### Task requirements
Please state how many lines of the records contain the string "white". Case counts, and the reply should be the number alone.
───── Records shown ─────
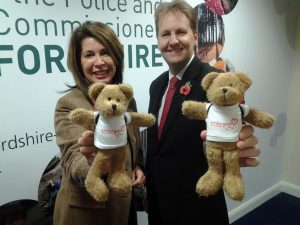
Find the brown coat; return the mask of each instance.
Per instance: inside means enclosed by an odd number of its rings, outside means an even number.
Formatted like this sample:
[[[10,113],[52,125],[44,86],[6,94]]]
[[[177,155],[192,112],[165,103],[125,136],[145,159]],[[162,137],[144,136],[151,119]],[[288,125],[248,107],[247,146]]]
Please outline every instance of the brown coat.
[[[55,109],[56,140],[61,151],[63,176],[56,199],[53,224],[127,225],[131,193],[118,193],[111,189],[108,201],[99,203],[85,190],[84,178],[89,170],[89,165],[79,151],[77,140],[87,128],[72,124],[68,119],[70,111],[78,107],[88,110],[93,108],[91,102],[79,89],[73,89],[58,100]],[[134,101],[131,102],[129,111],[136,111]],[[127,130],[132,145],[133,160],[135,163],[141,164],[142,154],[139,151],[138,129],[127,126]],[[126,169],[131,176],[130,151],[128,151],[127,158]]]

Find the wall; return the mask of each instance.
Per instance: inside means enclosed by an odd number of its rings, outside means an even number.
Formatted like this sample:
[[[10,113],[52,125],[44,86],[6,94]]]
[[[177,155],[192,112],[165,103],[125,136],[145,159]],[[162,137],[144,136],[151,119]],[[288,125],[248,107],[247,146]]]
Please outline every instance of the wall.
[[[296,8],[297,9],[297,8]],[[289,91],[290,98],[288,99],[288,124],[285,139],[285,164],[284,164],[284,177],[283,179],[287,182],[300,186],[300,176],[296,171],[300,171],[300,154],[299,154],[299,131],[300,127],[300,10],[298,11],[291,9],[291,13],[295,14],[292,21],[296,23],[294,38],[294,60],[292,64],[292,77],[291,86]]]

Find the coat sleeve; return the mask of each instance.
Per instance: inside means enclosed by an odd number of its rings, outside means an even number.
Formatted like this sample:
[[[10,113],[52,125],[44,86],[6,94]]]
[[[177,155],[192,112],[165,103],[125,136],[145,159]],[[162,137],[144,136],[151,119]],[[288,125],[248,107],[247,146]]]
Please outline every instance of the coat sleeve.
[[[135,99],[132,99],[129,106],[128,111],[130,112],[137,112],[136,102]],[[132,169],[136,165],[140,166],[141,169],[144,169],[144,160],[143,160],[143,151],[141,149],[140,144],[140,131],[139,128],[136,126],[128,125],[128,135],[129,135],[129,144],[130,144],[130,151],[131,151],[131,160],[132,160]]]
[[[54,118],[56,142],[61,151],[62,168],[69,181],[82,187],[84,187],[89,165],[86,157],[80,153],[77,141],[87,128],[71,123],[68,115],[77,107],[86,108],[83,107],[84,105],[87,103],[80,104],[78,98],[75,100],[70,95],[66,95],[58,101]]]

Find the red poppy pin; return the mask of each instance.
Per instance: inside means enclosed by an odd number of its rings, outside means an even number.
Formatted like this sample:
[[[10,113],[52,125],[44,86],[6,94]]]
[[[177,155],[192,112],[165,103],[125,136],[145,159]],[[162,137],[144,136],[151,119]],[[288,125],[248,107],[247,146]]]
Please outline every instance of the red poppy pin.
[[[182,85],[180,87],[180,90],[179,90],[180,94],[188,95],[191,91],[191,87],[192,87],[191,82],[190,81],[186,82],[185,85]]]

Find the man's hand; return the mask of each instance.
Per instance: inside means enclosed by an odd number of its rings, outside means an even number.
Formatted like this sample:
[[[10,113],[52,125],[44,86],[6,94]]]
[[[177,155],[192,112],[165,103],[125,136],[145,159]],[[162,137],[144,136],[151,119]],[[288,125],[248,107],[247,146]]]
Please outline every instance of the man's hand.
[[[239,141],[236,146],[239,149],[241,167],[256,167],[260,163],[257,158],[260,149],[257,147],[257,138],[253,133],[254,129],[251,125],[243,126],[239,133]],[[206,140],[206,130],[201,132],[201,138]]]

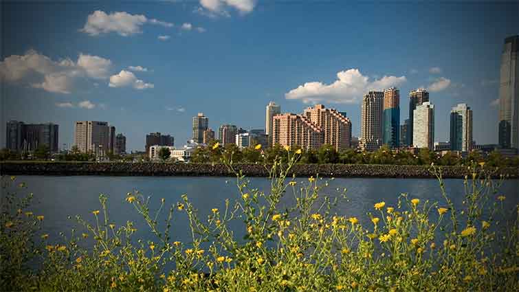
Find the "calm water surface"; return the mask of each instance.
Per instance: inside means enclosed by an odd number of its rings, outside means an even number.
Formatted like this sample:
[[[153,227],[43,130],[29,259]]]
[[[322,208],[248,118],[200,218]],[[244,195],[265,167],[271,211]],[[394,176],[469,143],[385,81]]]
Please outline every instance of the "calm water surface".
[[[308,183],[305,179],[300,181]],[[52,238],[57,238],[61,232],[69,233],[71,228],[79,232],[84,229],[74,219],[76,215],[93,223],[91,212],[100,209],[99,194],[109,197],[108,209],[110,221],[117,225],[124,225],[133,221],[138,229],[137,236],[155,240],[144,220],[133,207],[124,201],[126,194],[135,190],[146,196],[151,196],[151,209],[156,210],[164,198],[166,205],[176,204],[181,196],[187,194],[190,200],[198,210],[201,218],[206,218],[212,208],[221,210],[225,208],[225,199],[231,201],[238,199],[236,179],[229,177],[43,177],[19,176],[16,183],[25,182],[27,188],[23,192],[32,192],[35,203],[31,207],[35,214],[45,216],[44,229]],[[324,183],[324,179],[321,183]],[[252,179],[251,185],[260,190],[267,190],[269,181],[265,178]],[[371,224],[366,214],[374,212],[373,204],[381,201],[386,205],[395,206],[401,193],[407,192],[410,198],[419,198],[422,201],[430,200],[445,201],[440,192],[439,185],[435,179],[374,179],[351,178],[335,179],[329,181],[324,194],[336,196],[337,188],[347,189],[347,201],[341,201],[333,210],[341,215],[357,216],[362,223]],[[12,191],[17,188],[9,188]],[[445,188],[457,207],[463,200],[463,185],[461,179],[446,179]],[[19,189],[18,190],[19,193]],[[507,196],[507,206],[514,207],[519,203],[519,180],[505,181],[499,194]],[[291,205],[294,202],[291,189],[285,194],[282,205]],[[72,219],[68,219],[71,216]],[[164,212],[159,221],[165,219]],[[236,222],[231,227],[237,236],[241,237],[245,228],[241,222]],[[184,214],[176,214],[174,216],[172,241],[190,242],[190,232]]]

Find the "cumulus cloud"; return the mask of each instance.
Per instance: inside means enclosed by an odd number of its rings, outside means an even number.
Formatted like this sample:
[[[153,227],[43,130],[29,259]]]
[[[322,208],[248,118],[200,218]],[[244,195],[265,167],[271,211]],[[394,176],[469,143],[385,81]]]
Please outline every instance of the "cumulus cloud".
[[[72,92],[82,78],[106,78],[111,66],[110,60],[98,56],[80,54],[76,62],[69,58],[53,60],[29,50],[24,55],[11,55],[0,62],[0,79],[67,94]]]
[[[125,12],[107,14],[102,10],[96,10],[87,18],[81,32],[91,36],[115,32],[120,36],[128,36],[142,32],[141,27],[145,23],[171,27],[173,23],[148,19],[142,14],[131,14]]]
[[[356,103],[371,90],[383,90],[407,81],[406,76],[387,76],[371,80],[357,69],[337,73],[337,80],[331,84],[321,82],[306,82],[285,94],[287,100],[300,100],[305,103],[322,101],[335,103]]]
[[[110,83],[108,86],[110,87],[131,87],[135,89],[146,89],[154,87],[153,84],[146,83],[137,79],[133,73],[126,70],[121,70],[119,74],[110,76]]]
[[[96,104],[90,102],[90,100],[84,100],[78,103],[78,106],[82,109],[92,109],[96,107]]]
[[[445,78],[445,77],[440,77],[431,83],[427,87],[427,90],[431,92],[441,91],[442,90],[447,89],[450,84],[450,79]]]

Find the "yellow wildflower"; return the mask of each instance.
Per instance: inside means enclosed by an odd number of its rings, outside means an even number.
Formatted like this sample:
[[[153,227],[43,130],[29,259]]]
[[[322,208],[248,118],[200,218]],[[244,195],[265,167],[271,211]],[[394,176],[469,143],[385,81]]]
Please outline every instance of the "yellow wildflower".
[[[474,235],[476,234],[476,227],[473,226],[469,226],[461,232],[462,236],[468,236],[470,235]]]
[[[380,202],[375,204],[375,208],[377,210],[381,210],[386,205],[386,202]]]

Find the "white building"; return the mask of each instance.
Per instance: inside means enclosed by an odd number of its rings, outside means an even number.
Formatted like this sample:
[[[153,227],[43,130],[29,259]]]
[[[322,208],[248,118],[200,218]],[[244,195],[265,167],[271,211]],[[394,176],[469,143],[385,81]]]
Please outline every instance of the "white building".
[[[412,117],[412,144],[415,148],[433,150],[434,106],[429,102],[417,105]]]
─────
### Task result
2